Reading passage:
>> begin

Rocksolid Light

Welcome to RetroBBS

mail  files  register  newsreader  groups  login

Message-ID:  

Have you reconsidered a computer career?


computers / comp.misc / archiving twitter

SubjectAuthor
* archiving twitterEli the Bearded
`* Re: archiving twitterSpiros Bousbouras
 `* Re: archiving twitterEli the Bearded
  `- Re: archiving twitterComputer Nerd Kev

1
archiving twitter

<eli$2211192053@qaz.wtf>

  copy mid

https://www.rocksolidbbs.com/computers/article-flat.php?id=2118&group=comp.misc#2118

  copy link   Newsgroups: comp.misc
Path: i2pn2.org!i2pn.org!weretis.net!feeder6.news.weretis.net!panix!.POSTED.panix5.panix.com!qz!not-for-mail
From: *@eli.users.panix.com (Eli the Bearded)
Newsgroups: comp.misc
Subject: archiving twitter
Date: Sun, 20 Nov 2022 04:09:27 -0000 (UTC)
Organization: Some absurd concept
Message-ID: <eli$2211192053@qaz.wtf>
Injection-Date: Sun, 20 Nov 2022 04:09:27 -0000 (UTC)
Injection-Info: reader2.panix.com; posting-host="panix5.panix.com:166.84.1.5";
logging-data="1798"; mail-complaints-to="abuse@panix.com"
User-Agent: Vectrex rn 2.1 (beta)
X-Liz: It's actually happened, the entire Internet is a massive game of Redcode
X-Motto: "Erosion of rights never seems to reverse itself." -- kenny@panix
X-US-Congress: Moronic Fucks.
X-Attribution: EtB
XFrom: is a real address
Encrypted: double rot-13
 by: Eli the Bearded - Sun, 20 Nov 2022 04:09 UTC

This is not a super polished method (set of methods), but will likely
help people out.

You can download an archive of your own account easily with Twitter's
own tools. People are reporting that it takes about 48 hours from
request to completion.

>> end

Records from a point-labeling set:
>> begin

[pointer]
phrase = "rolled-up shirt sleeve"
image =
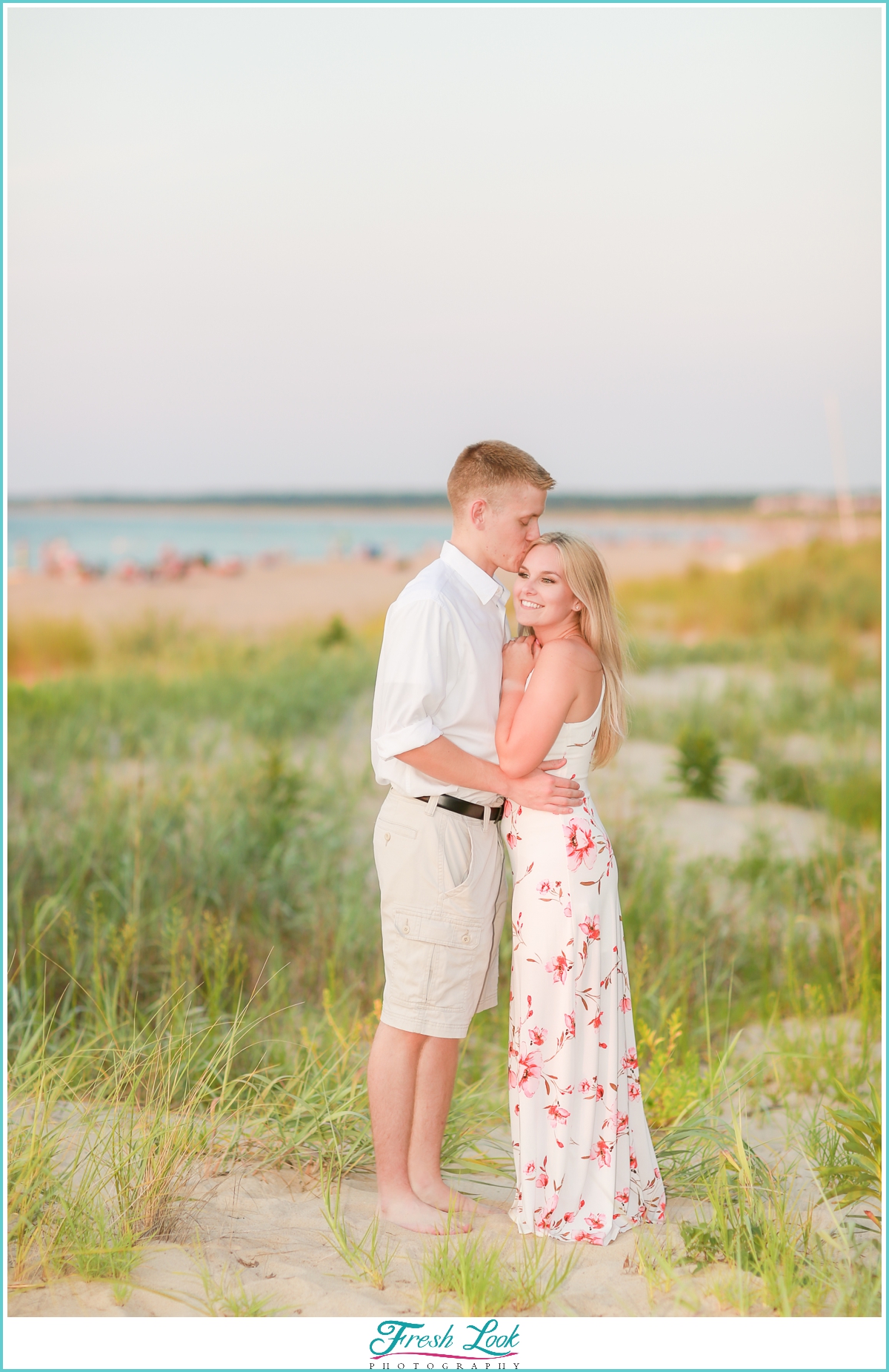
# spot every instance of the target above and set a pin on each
(412, 677)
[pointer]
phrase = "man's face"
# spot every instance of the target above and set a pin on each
(512, 525)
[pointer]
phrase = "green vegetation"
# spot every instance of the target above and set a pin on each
(194, 941)
(699, 763)
(487, 1278)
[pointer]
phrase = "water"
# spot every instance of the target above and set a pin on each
(110, 535)
(107, 537)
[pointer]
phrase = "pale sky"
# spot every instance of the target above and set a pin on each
(302, 248)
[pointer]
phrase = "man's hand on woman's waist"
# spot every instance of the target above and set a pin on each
(538, 791)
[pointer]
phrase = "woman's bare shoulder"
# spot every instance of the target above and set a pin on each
(570, 652)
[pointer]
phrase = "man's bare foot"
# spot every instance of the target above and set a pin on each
(444, 1198)
(410, 1213)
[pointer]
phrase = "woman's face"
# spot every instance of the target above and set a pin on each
(541, 594)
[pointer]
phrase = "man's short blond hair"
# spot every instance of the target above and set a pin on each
(486, 468)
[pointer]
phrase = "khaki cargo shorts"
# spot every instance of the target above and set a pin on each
(442, 902)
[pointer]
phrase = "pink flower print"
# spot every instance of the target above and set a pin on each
(559, 967)
(578, 846)
(527, 1075)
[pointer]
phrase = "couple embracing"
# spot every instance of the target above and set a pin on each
(481, 737)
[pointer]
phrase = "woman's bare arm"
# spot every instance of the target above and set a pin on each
(530, 719)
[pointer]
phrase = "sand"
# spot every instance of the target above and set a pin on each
(261, 1235)
(264, 598)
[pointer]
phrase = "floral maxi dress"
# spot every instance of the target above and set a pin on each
(585, 1164)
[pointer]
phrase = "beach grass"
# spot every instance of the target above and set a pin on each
(194, 935)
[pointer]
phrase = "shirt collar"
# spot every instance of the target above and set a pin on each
(485, 586)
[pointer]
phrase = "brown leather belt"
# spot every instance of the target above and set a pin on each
(467, 807)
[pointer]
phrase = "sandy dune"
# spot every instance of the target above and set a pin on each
(264, 598)
(259, 1233)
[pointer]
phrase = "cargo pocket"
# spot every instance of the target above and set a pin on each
(444, 950)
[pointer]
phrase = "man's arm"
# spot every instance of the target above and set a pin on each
(538, 791)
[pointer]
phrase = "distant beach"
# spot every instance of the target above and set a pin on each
(257, 569)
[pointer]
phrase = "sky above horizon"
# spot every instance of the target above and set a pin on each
(323, 248)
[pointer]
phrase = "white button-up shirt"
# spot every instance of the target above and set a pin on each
(439, 672)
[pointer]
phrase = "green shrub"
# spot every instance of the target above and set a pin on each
(699, 764)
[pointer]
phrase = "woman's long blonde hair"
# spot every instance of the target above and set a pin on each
(589, 580)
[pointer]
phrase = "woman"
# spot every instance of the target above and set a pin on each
(585, 1164)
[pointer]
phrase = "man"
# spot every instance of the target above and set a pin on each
(436, 840)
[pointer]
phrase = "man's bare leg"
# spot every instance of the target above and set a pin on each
(391, 1090)
(436, 1069)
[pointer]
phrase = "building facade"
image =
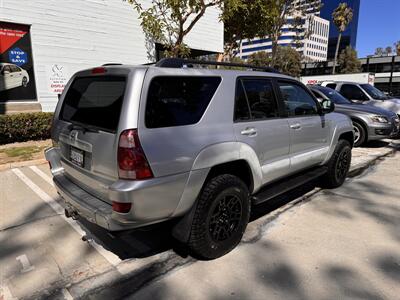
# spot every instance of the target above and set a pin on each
(349, 37)
(386, 70)
(44, 42)
(310, 40)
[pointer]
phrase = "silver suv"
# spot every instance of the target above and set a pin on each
(137, 145)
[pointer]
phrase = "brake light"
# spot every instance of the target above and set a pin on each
(132, 163)
(120, 207)
(99, 70)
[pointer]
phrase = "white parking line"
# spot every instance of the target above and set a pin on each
(67, 295)
(42, 174)
(26, 265)
(109, 256)
(5, 293)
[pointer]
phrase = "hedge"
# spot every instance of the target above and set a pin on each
(23, 127)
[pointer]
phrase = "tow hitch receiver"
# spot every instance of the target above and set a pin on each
(70, 213)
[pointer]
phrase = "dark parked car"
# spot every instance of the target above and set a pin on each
(370, 123)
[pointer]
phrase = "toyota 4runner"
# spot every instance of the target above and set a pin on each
(137, 145)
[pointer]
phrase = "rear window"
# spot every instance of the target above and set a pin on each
(180, 100)
(95, 101)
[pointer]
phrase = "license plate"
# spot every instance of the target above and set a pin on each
(77, 156)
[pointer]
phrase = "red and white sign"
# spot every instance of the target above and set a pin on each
(57, 77)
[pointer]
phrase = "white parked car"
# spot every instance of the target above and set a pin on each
(12, 76)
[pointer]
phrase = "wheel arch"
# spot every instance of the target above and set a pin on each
(363, 124)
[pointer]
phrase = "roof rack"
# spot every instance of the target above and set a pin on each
(111, 64)
(188, 63)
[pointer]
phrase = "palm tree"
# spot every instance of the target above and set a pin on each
(341, 17)
(397, 47)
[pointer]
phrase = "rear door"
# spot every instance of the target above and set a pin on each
(309, 131)
(88, 138)
(259, 124)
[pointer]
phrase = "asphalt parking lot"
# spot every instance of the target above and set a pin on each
(307, 244)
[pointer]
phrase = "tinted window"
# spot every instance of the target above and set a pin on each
(298, 102)
(261, 98)
(6, 68)
(352, 92)
(374, 92)
(94, 101)
(176, 101)
(242, 110)
(331, 85)
(14, 68)
(333, 95)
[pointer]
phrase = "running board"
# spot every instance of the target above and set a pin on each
(284, 185)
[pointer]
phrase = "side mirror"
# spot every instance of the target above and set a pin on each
(327, 106)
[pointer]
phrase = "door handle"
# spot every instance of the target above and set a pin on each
(295, 126)
(249, 131)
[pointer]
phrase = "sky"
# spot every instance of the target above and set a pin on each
(378, 25)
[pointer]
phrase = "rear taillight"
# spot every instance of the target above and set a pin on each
(132, 163)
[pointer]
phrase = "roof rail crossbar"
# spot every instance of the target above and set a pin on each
(181, 63)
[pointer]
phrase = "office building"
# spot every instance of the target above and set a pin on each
(349, 37)
(311, 40)
(46, 42)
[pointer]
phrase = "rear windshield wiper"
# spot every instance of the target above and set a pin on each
(84, 129)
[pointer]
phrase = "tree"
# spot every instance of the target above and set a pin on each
(287, 60)
(379, 51)
(169, 21)
(245, 19)
(397, 47)
(348, 61)
(341, 16)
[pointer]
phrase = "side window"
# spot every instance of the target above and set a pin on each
(255, 100)
(331, 85)
(178, 100)
(261, 98)
(352, 92)
(297, 100)
(242, 110)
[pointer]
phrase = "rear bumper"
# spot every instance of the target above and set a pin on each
(85, 205)
(153, 200)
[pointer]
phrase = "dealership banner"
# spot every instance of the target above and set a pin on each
(17, 79)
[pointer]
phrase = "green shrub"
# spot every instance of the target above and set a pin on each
(23, 127)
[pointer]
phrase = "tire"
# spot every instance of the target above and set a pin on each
(338, 166)
(220, 218)
(24, 82)
(360, 134)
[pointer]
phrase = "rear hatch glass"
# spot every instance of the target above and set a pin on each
(95, 101)
(93, 106)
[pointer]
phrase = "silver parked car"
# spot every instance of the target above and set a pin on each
(370, 123)
(136, 145)
(365, 93)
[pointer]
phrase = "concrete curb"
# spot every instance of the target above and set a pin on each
(370, 160)
(22, 164)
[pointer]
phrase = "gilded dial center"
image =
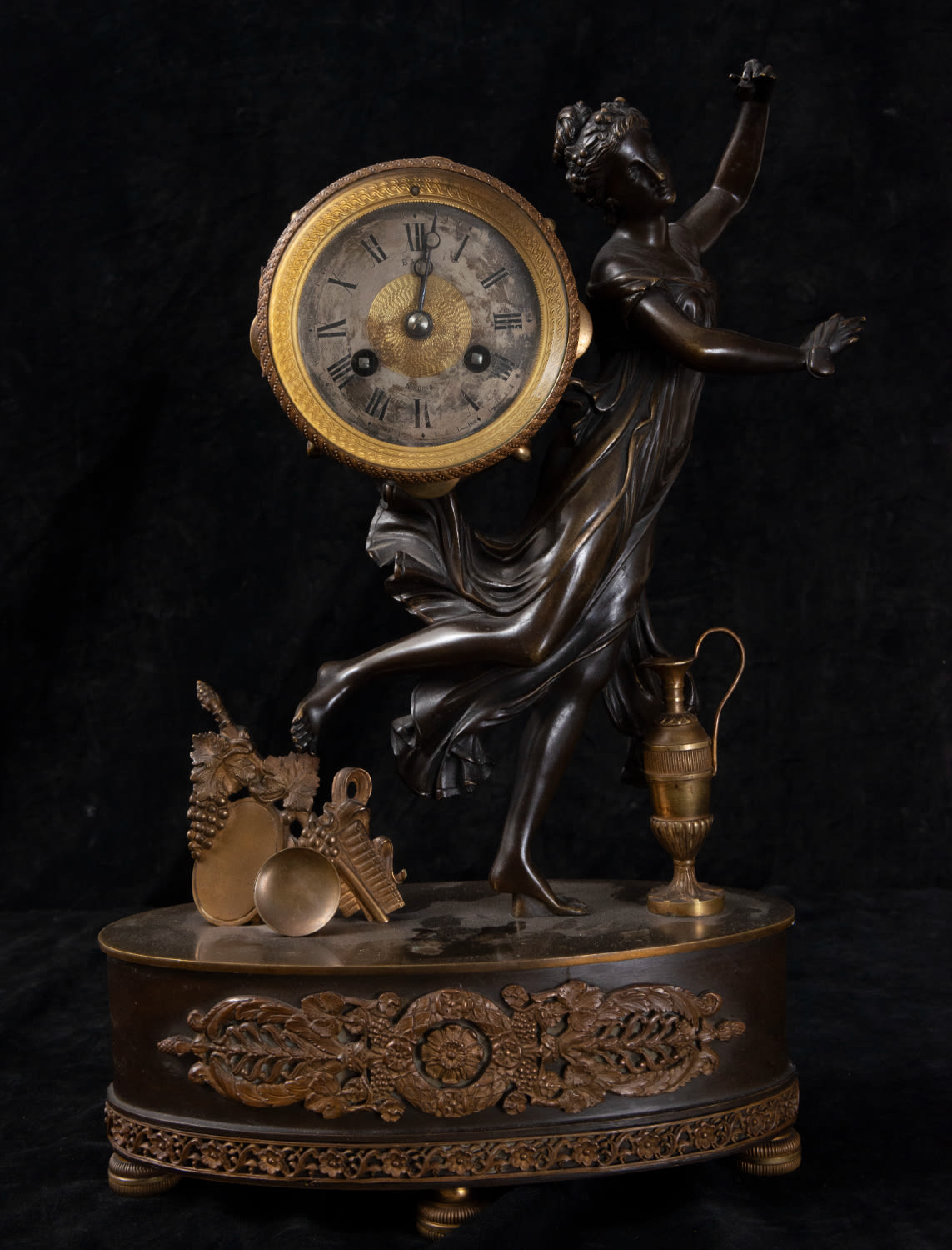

>> end

Tasks for this exercise:
**1.** According to the newsgroup post, how long do people report it takes to get an archive of their own Twitter account?
**2.** From the newsgroup post, extract the passage starting at "X-Liz: It's actually" and ending at "X-US-Congress: Moronic Fucks.".
The records are separate from the newsgroup post.

Solutions per task:
**1.** About 48 hours from request to completion.

**2.**
X-Liz: It's actually happened, the entire Internet is a massive game of Redcode
X-Motto: "Erosion of rights never seems to reverse itself." -- kenny@panix
X-US-Congress: Moronic Fucks.